Recorded data:

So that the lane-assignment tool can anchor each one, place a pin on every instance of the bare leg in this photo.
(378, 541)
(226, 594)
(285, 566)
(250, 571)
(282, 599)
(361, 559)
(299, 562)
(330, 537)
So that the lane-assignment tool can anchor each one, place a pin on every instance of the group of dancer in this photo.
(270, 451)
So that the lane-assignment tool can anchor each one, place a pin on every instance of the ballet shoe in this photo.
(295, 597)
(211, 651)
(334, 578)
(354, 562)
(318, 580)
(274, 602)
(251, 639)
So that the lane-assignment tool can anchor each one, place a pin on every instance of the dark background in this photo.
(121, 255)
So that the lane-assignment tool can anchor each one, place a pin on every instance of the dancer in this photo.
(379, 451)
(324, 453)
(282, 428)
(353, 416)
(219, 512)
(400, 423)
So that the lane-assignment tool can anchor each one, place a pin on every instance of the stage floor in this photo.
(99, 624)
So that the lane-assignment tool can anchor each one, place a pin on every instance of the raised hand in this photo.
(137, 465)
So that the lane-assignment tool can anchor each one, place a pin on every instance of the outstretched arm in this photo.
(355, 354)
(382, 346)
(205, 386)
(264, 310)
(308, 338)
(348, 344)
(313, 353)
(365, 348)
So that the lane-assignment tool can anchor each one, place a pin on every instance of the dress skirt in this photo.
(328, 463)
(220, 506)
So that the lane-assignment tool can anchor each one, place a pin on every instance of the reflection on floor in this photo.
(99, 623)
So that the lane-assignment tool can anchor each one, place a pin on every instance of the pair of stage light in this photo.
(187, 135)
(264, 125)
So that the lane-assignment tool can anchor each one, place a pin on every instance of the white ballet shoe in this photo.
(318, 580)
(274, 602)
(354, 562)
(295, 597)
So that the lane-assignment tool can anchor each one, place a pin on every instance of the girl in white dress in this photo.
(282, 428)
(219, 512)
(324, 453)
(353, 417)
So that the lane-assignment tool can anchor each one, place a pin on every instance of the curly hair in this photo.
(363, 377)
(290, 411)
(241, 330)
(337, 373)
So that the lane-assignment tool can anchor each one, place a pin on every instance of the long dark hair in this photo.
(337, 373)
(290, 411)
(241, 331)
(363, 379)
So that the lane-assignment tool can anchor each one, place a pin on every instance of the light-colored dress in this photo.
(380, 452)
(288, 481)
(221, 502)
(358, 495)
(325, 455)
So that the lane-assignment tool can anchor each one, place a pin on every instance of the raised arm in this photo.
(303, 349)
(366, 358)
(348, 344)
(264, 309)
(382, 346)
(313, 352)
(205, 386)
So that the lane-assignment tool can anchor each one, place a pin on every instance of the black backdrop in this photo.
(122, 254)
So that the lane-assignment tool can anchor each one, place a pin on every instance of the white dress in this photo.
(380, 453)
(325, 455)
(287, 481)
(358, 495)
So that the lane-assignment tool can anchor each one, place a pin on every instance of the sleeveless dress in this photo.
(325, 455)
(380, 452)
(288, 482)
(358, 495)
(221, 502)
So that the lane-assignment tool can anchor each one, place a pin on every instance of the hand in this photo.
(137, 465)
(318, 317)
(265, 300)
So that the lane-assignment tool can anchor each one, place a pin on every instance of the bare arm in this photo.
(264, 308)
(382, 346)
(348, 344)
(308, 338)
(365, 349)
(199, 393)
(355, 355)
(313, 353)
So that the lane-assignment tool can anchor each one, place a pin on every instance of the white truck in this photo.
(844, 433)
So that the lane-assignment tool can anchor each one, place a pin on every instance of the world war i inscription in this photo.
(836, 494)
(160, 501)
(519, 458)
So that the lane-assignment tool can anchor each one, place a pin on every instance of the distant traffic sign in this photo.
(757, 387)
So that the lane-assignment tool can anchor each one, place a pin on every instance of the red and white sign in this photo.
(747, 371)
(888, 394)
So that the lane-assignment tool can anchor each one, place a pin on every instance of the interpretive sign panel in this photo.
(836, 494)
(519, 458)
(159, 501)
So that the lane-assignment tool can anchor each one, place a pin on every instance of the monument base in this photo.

■ TASK INSTRUCTIONS ■
Starting at the first entry and ending at the last, reproduce each one exactly.

■ ANSWER AREA ■
So that the lane-assignment tool can anchor each one, place a pin on every instance of the bare leg in this photo.
(378, 541)
(226, 594)
(285, 566)
(250, 571)
(282, 599)
(361, 559)
(299, 562)
(330, 537)
So that the lane-assignment tool can anchor each one, place a pin on every instance of the group of dancer in this photo.
(270, 451)
So that the lane-assignment tool can anchor each one, place a pin on every instance of the ballet shoe in this photo.
(295, 597)
(211, 651)
(334, 578)
(354, 562)
(318, 580)
(274, 602)
(251, 639)
So that the lane-assignment tool can anchor each one, place a pin on every instance of the dark background in this photo.
(121, 255)
So that the lane-assignment tool can anchor each one, place a pin on every instance of the dancer in this photo.
(379, 451)
(324, 453)
(282, 428)
(353, 416)
(219, 512)
(400, 423)
So that the lane-assignment tool can anchor each one, place a pin on every instance of the stage floor in this photo.
(99, 624)
So that the lane-assignment tool can anchor each one, place a pin on every instance of the raised hand in this photo.
(137, 465)
So that the lane-assignment tool can anchor each one, place a pin on every instance of the outstretched arm in this photo.
(355, 354)
(382, 346)
(205, 386)
(264, 310)
(308, 338)
(348, 344)
(313, 353)
(365, 348)
So that the lane-assignment tool can anchor each one, place a pin on every instance of the dress skirt in this photo.
(328, 463)
(220, 506)
So that the lane-assignment tool can anchor each one, place a pin on every instance of the reflection on floor in this photo.
(99, 623)
So that the lane-assignment tool can anchor each one, place a pin on every instance of the pair of stage light in this photo.
(187, 135)
(264, 125)
So that the lane-assignment tool can anchor each one, place a pin on every instance of the white ballet shoe in this photo.
(318, 580)
(274, 602)
(354, 562)
(295, 597)
So that the lane-assignment tool can anchor each one, place a pin on every instance of the girl in white dress in this photo.
(282, 428)
(219, 512)
(324, 453)
(353, 417)
So that the lane-assignment tool can anchor each one, place a pin on every instance of the curly hair in this photo.
(363, 377)
(290, 411)
(241, 330)
(337, 373)
So that the lane-assignment tool can anchor each one, place a pin on every instance of the long dark hair in this photo.
(337, 373)
(290, 411)
(241, 331)
(363, 379)
So that the lane-assignment tool can anchor each one, place a pin on every instance of the light-colored dress in this photo.
(380, 452)
(288, 481)
(221, 502)
(358, 495)
(325, 455)
So that the lane-assignment tool can anchor each one, place a pin on every instance of the raised arm in this photo.
(303, 349)
(366, 358)
(348, 344)
(264, 309)
(382, 346)
(313, 352)
(205, 386)
So that the lane-assignment tool can anchor each one, place a pin on every instance of the black backdrop in this photo.
(122, 254)
So that the lane-assignment tool can anchor each one, place a pin on every instance of the white dress in this photo.
(380, 453)
(325, 455)
(287, 481)
(358, 495)
So that the lane-assignment tool can anchor each one, place a pin on every instance of the sleeveless dress in this photo.
(325, 455)
(380, 452)
(288, 482)
(358, 495)
(221, 502)
So that the lane-assignment tool can anchor each one, place a pin on every instance of the hand in this photo.
(137, 465)
(318, 317)
(265, 300)
So that the lane-assignment tool can anchor each one, place a pin on every instance of the bare arm in this photo.
(264, 308)
(382, 346)
(348, 344)
(308, 338)
(365, 349)
(199, 393)
(355, 355)
(313, 353)
So that the lane-assignment tool can anchor each one, place a pin on every instance of the white truck in this photo.
(844, 433)
So that the lane-assignment tool can anchor each one, place a pin on every instance of the world war i inscription in this photo.
(836, 494)
(160, 501)
(519, 458)
So that the lane-assignment tool can anchor each one, place a pin on every instance of the distant traffic sign in this photo.
(757, 387)
So that the lane-assignment tool can anchor each one, place a pin on every instance of the red and white sign in this photo.
(747, 371)
(888, 394)
So that the lane-assignment tool can anchor each one, place a pin on every instance of the interpretive sign panel in this photo.
(836, 494)
(519, 458)
(159, 501)
So that the lane-assignment tool can anchor each one, place a pin on every instance of the monument base in this photo.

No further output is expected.